CONSIGNES —
A. D'après l'extrait sur la guerre cognitive, qu'est-ce qui sert de champ de bataille dans ce type de guerre ?
B. Citez textuellement l'extrait sur la guerre cognitive depuis « La guerre sur » jusqu'à « guerre est gagnée. » inclus.
+++ EXTRAIT DU TEXTE
La guerre sur les processus cognitifs des individus représente un changement radical par rapport aux formes traditionnelles de guerre, qui, au moins en principe, cherchent à garder les civils hors de danger. Dans la guerre cognitive, le citoyen est la cible et son cerveau le champ de bataille. Elle change la nature de la guerre, les acteurs, la durée et la façon dont la guerre est gagnée.
Selon Du Cluzel, « la guerre cognitive a une portée universelle, de l’individu aux États et aux sociétés multinationales ». On ne gagne plus un conflit en occupant un territoire, ou en ajustant les frontières sur une carte, car « l’expérience de la guerre nous enseigne que si la guerre dans le domaine physique peut affaiblir une armée ennemie, elle ne permet pas d’atteindre tous les objectifs de la guerre ». Avec la guerre cognitive, l’objectif final se déplace : « Quels que soient la nature et le but de la guerre elle-même, elle se résume en fin de compte à un affrontement entre des groupes qui veulent quelque chose de différent, et la victoire signifie donc la capacité d’imposer le comportement souhaité à un public choisi ». Il s’agit donc, en fait, d’opérer une conversion idéologique dans la population cible.
++++++
+++ DONNÉES FOURNIES
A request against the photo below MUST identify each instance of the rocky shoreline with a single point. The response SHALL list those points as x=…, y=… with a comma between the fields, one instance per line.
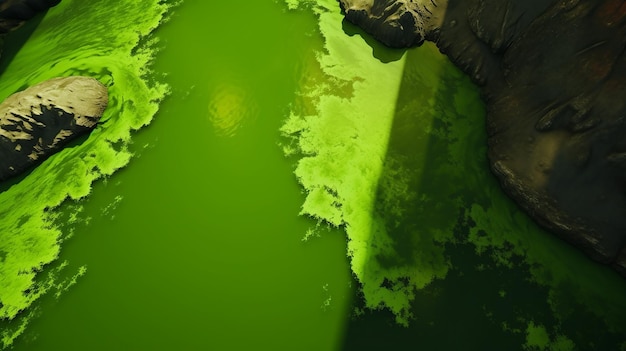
x=553, y=76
++++++
CORRIGÉ —
A. Le cerveau du citoyen.

B.
La guerre sur les processus cognitifs des individus représente un changement radical par rapport aux formes traditionnelles de guerre, qui, au moins en principe, cherchent à garder les civils hors de danger. Dans la guerre cognitive, le citoyen est la cible et son cerveau le champ de bataille. Elle change la nature de la guerre, les acteurs, la durée et la façon dont la guerre est gagnée.